私は、ネット販売だけで市場を画定するのは無理なんじゃないかと思っています。
常識的に、ネットと路面店は競合しているでしょうし、SSNIPテストを行えば、当然、ネットも路面店も同じ市場になるのではないでしょうか。
(ただ、企業結合以外の分野では、公取委の市場画定は「気分」で判断しているようなところがあるので、このあたり公取委がどう考えているかは、よくわかりません。)
これと関連して、順番は変わりますが、
⑤MFNで保護される買手が、市場で相当の地位を占めている場合に悪影響が生じやすい、
についてみてみると、仮にネット販売だけで市場が画定されるとしても、ある統計によれば、
「2013年の大手EC事業者によるBtoC市場規模は約4兆円(全体では11兆円)
出典1 東洋経済
・楽天市場 約1.8兆円
・Amazon 約1.4兆円
・ヤフー!ショッピング 0.32兆円
出典2 「インターネット通販TOP100 調査報告書2014」 p.15
・楽天市場 1.73兆円
・Amazon.co.jp 1.1兆円程度
・ヤフー!ショッピング 0.31兆円
ということなので、アマゾンのシェアは10%(≒1.1兆円÷11兆円)くらい、仮に「大手EC事業者」だけに絞っても(さすがに市場画定として無理がありますが・・・)、28%(≒1.1兆円÷4兆円)にとどまります。

──────────

**課題**
本文を「私は、ネット販売だけで市場を画定するのは無理なんじゃないかと思っています。」のある語句から「るかは、よくわかりません。)」の後まで書き直し、その際「路面店」を「実店舗」に置き換えてください。 このあとの記録は、本文とは関係がない。

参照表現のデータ
──────────

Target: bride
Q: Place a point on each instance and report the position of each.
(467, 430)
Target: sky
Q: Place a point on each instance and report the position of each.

──────────

**解答**
私は、ネット販売だけで市場を画定するのは無理なんじゃないかと思っています。
常識的に、ネットと実店舗は競合しているでしょうし、SSNIPテストを行えば、当然、ネットも実店舗も同じ市場になるのではないでしょうか。
(ただ、企業結合以外の分野では、公取委の市場画定は「気分」で判断しているようなところがあるので、このあたり公取委がどう考えているかは、よくわかりません。)